## Tasks
(A) In the College Park article, what does it say caused food orders to rise at the College Park Café early in the pandemic? Answer in one to three sentences.
(B) Write the next part of the College Park article, following on from its last sentence.

## Document extract
Facebook post inspires College Park community’s mutual support


Food orders increased at the College Park Café at the beginning of the pandemic after this photo was posted to Facebook and shared 1,200 times. MARTY STONEROCK

Food orders increased at the College Park Café at the beginning of the pandemic after this photo was posted to Facebook and shared 1,200 times. MARTY STONEROCK

In College Park, the neighborhood that escapes the busy streets of Orlando, the small-town feel is impossible to miss. Even in a pandemic, the sense of community hasn’t changed.

Like most business owners, Jill and Giovanni Vianello, owners of Let Us Frame It on Edgewater Drive, were anxious when the lockdown first happened and wondered how they would adapt their business. But they soon found that their community had their back.

“The support we had was emotional,” said Jill. “We received calls and texts from clients. And as soon as this lifted, people had things to frame.” On the day they opened back up, one customer brought in 13 posters to be framed.

In early April, a unique story began to unfold that emphasized the power of community, and the Vianellos played a part in the story.

## Excerpted records
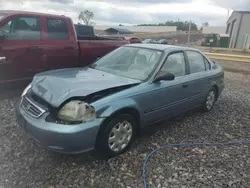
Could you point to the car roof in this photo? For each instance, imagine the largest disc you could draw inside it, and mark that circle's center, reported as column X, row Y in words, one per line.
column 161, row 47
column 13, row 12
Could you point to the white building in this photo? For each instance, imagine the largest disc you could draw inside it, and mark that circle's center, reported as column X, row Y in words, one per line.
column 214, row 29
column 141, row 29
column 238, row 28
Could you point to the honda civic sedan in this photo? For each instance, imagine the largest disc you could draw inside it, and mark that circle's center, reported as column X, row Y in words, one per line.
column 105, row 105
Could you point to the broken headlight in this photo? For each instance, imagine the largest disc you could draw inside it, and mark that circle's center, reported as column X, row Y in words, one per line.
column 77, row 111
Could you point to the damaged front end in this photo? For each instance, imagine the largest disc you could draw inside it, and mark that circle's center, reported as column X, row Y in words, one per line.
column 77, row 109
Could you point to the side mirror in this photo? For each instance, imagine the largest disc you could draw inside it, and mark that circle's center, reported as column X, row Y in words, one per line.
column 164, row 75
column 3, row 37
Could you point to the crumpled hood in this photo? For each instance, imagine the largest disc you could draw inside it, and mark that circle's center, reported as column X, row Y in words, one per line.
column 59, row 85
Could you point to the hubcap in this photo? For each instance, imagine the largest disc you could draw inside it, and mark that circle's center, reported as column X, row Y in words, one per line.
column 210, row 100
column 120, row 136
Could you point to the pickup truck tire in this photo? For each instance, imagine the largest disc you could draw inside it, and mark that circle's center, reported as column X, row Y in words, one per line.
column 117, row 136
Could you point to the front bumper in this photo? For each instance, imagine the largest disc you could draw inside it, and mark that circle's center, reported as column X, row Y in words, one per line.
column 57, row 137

...

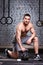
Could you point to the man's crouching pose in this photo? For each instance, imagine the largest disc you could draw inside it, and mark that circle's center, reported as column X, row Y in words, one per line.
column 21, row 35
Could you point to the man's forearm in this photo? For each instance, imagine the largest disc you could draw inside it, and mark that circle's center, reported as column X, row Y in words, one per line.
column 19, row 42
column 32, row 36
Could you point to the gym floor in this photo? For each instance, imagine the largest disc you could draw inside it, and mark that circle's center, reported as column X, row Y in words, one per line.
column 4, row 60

==

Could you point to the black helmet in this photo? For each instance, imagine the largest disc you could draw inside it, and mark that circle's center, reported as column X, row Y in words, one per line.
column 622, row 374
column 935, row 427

## Answer list
(A) Food orders at the College Park Café went up at the start of the pandemic after a photo was posted to Facebook. The photo was shared 1,200 times.

(B)
In 2019, the new owners of College Park Café purchased the already established business that serves Cuban cuisine in the neighborhood. “It really feels like a small town,” said Julio Pelegrino, owner of the Café.

Jill and Giovanni Vianello, owners of Let Us Frame It on Edgewater Drive, are grateful for the community support they have received from College Park residents. JORDAN ELLIS

Jill and Giovanni Vianello, owners of Let Us Frame It on Edgewater Drive, are grateful for the community support they have received from College Park residents. JORDAN ELLIS

In the beginning of COVID-19, on April 5, College Park resident Marty Stonerock snapped a photo from her balcony of Pelegrino’s father sitting outside the Café and posted it to Facebook.

“When COVID first hit, I watched the family help customers with a few pick-up orders. My heart felt so badly they were struggling,” Stonerock said. She decided to make the post public, and it took off, receiving over 1,200 shares.

“When I saw all the shares on the post, I thought, ‘Wow, the people here really do care,’” said Pelegrino. The week the photo was posted, Pelegrino said the Café sold around 30 Cuban sandwiches alone each day. They even had to purchase a second sandwich press to keep up with the orders.

Jill Vianello got wind of the story and then printed and framed the post for the Pelegrino family. “I framed it for them as a reminder to never give up hope,” said Vianello.

“It just shows how connected everyone is,” Pelegrino said.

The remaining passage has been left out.